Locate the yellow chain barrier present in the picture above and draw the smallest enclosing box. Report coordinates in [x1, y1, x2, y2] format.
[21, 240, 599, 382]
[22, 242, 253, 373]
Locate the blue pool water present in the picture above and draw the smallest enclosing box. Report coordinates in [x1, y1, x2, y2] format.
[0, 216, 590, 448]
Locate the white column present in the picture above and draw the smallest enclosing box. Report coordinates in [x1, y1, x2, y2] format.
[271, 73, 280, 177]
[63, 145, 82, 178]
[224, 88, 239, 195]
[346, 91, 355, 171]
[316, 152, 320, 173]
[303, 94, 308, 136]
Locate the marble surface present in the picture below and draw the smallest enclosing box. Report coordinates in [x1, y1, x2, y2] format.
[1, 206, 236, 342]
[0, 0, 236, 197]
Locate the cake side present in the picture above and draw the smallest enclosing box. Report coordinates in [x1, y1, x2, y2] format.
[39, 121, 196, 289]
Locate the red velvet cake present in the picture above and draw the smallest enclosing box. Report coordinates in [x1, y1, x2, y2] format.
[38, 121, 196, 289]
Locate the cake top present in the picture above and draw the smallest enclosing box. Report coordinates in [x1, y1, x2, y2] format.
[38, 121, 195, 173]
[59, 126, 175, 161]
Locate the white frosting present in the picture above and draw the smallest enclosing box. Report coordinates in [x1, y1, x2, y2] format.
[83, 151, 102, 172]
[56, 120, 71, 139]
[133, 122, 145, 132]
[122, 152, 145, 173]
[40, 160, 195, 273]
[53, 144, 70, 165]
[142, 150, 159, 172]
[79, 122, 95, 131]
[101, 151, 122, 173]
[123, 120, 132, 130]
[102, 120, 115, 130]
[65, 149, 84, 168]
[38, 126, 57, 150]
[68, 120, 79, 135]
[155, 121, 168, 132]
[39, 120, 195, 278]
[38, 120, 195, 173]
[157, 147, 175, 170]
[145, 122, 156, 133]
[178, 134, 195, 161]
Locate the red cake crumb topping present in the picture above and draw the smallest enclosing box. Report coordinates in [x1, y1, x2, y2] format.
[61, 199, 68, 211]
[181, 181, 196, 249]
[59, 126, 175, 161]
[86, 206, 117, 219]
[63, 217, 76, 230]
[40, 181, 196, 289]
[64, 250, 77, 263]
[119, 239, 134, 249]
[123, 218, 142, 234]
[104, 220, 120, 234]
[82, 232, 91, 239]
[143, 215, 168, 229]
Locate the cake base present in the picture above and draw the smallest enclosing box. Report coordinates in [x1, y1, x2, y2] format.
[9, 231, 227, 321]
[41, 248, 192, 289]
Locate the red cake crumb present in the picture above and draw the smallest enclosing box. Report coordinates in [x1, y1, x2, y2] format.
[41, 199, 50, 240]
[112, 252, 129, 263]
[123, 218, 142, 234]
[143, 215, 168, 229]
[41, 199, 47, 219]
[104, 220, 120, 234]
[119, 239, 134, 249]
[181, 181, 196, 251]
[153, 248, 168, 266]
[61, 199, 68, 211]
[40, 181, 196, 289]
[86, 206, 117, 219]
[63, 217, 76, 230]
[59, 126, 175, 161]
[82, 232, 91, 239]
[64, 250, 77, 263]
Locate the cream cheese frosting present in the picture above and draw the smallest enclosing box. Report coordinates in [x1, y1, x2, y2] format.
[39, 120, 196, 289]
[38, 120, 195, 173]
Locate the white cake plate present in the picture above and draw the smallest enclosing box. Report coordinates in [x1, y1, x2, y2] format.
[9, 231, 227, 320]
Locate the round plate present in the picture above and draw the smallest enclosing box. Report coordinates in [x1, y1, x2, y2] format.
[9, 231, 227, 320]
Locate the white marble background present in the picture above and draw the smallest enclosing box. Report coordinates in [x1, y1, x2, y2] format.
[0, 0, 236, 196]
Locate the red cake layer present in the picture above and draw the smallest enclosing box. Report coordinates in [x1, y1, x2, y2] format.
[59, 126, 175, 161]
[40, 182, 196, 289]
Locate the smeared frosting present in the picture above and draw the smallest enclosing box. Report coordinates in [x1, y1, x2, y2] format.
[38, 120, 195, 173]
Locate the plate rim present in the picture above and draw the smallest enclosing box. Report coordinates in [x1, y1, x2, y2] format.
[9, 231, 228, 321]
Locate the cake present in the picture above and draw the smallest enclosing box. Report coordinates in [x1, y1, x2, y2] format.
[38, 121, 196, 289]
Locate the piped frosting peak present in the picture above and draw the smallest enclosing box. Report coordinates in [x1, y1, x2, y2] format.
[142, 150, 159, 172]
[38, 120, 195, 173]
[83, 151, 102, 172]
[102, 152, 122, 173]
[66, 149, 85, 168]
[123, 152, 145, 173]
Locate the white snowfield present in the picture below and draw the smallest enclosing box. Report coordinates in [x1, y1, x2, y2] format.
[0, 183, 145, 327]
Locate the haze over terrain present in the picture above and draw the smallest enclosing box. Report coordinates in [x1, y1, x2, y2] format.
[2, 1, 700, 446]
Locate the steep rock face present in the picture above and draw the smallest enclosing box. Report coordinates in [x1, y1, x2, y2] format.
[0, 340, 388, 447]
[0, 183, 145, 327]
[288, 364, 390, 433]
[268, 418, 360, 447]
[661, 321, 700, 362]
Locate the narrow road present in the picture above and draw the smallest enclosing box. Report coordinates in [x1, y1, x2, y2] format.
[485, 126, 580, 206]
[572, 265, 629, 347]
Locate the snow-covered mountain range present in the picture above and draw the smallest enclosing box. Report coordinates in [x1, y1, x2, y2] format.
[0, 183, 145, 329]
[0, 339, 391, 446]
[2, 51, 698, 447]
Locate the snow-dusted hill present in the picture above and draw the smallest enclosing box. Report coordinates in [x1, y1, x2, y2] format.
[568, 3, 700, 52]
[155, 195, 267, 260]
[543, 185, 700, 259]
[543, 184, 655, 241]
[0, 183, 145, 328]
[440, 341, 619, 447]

= = =

## Exercise aim
Each record must be reproduced exactly, with nothing missing.

## Response to this exercise
Locate the yellow chain barrier present in the picture above and draw the smallest enclosing box. Report coordinates in [x1, y1, x2, y2] format.
[21, 240, 599, 382]
[22, 242, 253, 373]
Locate the blue pool water present in the picture above and draw the smallest enclosing box. Report coordinates in [x1, y1, x2, y2] format.
[0, 216, 590, 448]
Locate the white column present in the picture above and draw the smallest enclosing box. Report coordinates in [x1, y1, x2, y2] format.
[271, 73, 280, 177]
[63, 145, 82, 178]
[224, 88, 239, 195]
[346, 91, 355, 171]
[316, 152, 320, 173]
[303, 94, 308, 136]
Locate the marble surface present in the picture below and draw the smallest enclosing box. Report coordinates in [x1, y1, x2, y2] format.
[1, 206, 236, 342]
[0, 0, 236, 197]
Locate the cake side present in the picture above and draw the smallest enclosing box. Report coordinates in [x1, y1, x2, y2] format.
[39, 121, 196, 289]
Locate the red velvet cake present in the picture above and draw the smallest enclosing box. Report coordinates in [x1, y1, x2, y2] format.
[38, 121, 196, 289]
Locate the cake top present in the picture above and draw the smallest enclosing box. Report coordinates in [x1, y1, x2, y2] format.
[38, 121, 195, 173]
[59, 126, 175, 161]
Locate the white frosting present in the picture above and draw the smallest enclosing box. Report coordinates in [x1, y1, x2, y2] format.
[83, 151, 102, 172]
[56, 120, 71, 139]
[133, 122, 145, 132]
[122, 152, 145, 173]
[40, 160, 195, 273]
[53, 144, 70, 165]
[142, 150, 159, 172]
[79, 122, 95, 131]
[101, 151, 122, 173]
[123, 120, 132, 130]
[102, 120, 115, 130]
[65, 149, 84, 168]
[38, 126, 57, 150]
[68, 120, 79, 135]
[155, 121, 168, 132]
[39, 120, 195, 278]
[38, 120, 195, 173]
[157, 147, 175, 170]
[145, 122, 156, 133]
[178, 134, 195, 161]
Locate the red cake crumb topping present in the picture above and draw the smallest enclosing box. Report coordinates in [x1, y1, x2, y2] format.
[61, 199, 68, 211]
[181, 181, 196, 249]
[59, 126, 175, 161]
[86, 206, 117, 219]
[63, 217, 76, 230]
[40, 181, 196, 289]
[64, 250, 77, 263]
[119, 239, 134, 249]
[123, 218, 142, 234]
[104, 220, 120, 234]
[82, 232, 91, 239]
[143, 215, 168, 229]
Locate the cake base present in the picture above and draw the smallest enclosing box. Report coordinates in [x1, y1, x2, y2] format.
[9, 231, 227, 321]
[41, 248, 192, 289]
Locate the red cake crumb present in the picture above and draw the smallest enclosing box. Report coordinates in [x1, y1, x2, y2] format.
[41, 199, 50, 240]
[112, 252, 129, 263]
[123, 218, 142, 234]
[143, 215, 168, 229]
[41, 199, 47, 219]
[104, 220, 120, 234]
[119, 239, 134, 249]
[181, 181, 196, 251]
[153, 248, 168, 266]
[61, 199, 68, 211]
[40, 181, 196, 289]
[86, 206, 117, 219]
[63, 217, 76, 230]
[59, 126, 175, 161]
[82, 232, 91, 239]
[64, 250, 77, 263]
Locate the cream cheese frosting present in the picture above and draw the smallest enclosing box. Report coordinates in [x1, y1, x2, y2] format.
[39, 120, 196, 289]
[38, 120, 195, 173]
Locate the white cake plate present in the picture above and draw the smallest enclosing box. Report coordinates in [x1, y1, x2, y2] format.
[9, 231, 227, 320]
Locate the round plate present in the picture above and draw the smallest enclosing box. Report coordinates in [x1, y1, x2, y2] format.
[9, 231, 227, 320]
Locate the white marble background present in the picture above and draw the smallest enclosing box. Report coordinates in [x1, y1, x2, y2] format.
[0, 0, 236, 196]
Locate the red cake layer present in the picture above and draw the smallest enclosing box. Report coordinates in [x1, y1, x2, y2] format.
[59, 126, 175, 161]
[40, 182, 196, 289]
Locate the smeared frosting present in the picture above and draw the smallest enclosing box. Report coordinates in [x1, y1, x2, y2] format.
[38, 120, 195, 173]
Locate the plate rim present in the picture above and draw the smallest enclosing box. Report coordinates in [x1, y1, x2, y2] format.
[9, 231, 228, 321]
Locate the cake present in the picture above and draw the smallest enclosing box. Report coordinates in [x1, y1, x2, y2] format.
[38, 121, 196, 289]
Locate the piped frosting peak present in the picture above and draw the smallest enclosing box. Report coordinates in [x1, y1, x2, y2] format.
[142, 150, 159, 172]
[38, 120, 195, 173]
[83, 151, 102, 172]
[102, 152, 122, 173]
[66, 149, 85, 168]
[123, 152, 145, 173]
Locate the white snowfield present in the picture below and draw the smallest enclosing box. Report coordinates in [x1, y1, x2, y2] format.
[0, 183, 145, 327]
Locate the haze over terrain present in the picture above and draw the smallest enclosing box. Report coordinates in [x1, y1, x2, y2] format.
[2, 1, 700, 446]
Locate the steep rock face present in the picture above and draw the smallest enclosing box. Report coordinates in [x1, y1, x2, y2] format.
[0, 340, 388, 447]
[0, 183, 145, 327]
[288, 364, 390, 433]
[268, 418, 360, 447]
[661, 321, 700, 362]
Locate the narrow road present in the picture above and draw the smallest enclosing box. Report coordinates in [x1, y1, x2, y2] format.
[485, 126, 580, 206]
[572, 265, 629, 347]
Locate the snow-covered mountain range present in the picture above and draw the smallest enclosing box. Report coordinates in [x1, y1, x2, y2] format.
[0, 183, 145, 329]
[0, 339, 391, 446]
[2, 51, 698, 447]
Locate the snow-dusted hill present in the picture above and draw the smallest enclosing box. Report coordinates in [x1, y1, x2, y2] format.
[568, 3, 700, 52]
[155, 195, 267, 260]
[543, 185, 700, 259]
[543, 184, 655, 241]
[0, 183, 145, 328]
[440, 341, 619, 447]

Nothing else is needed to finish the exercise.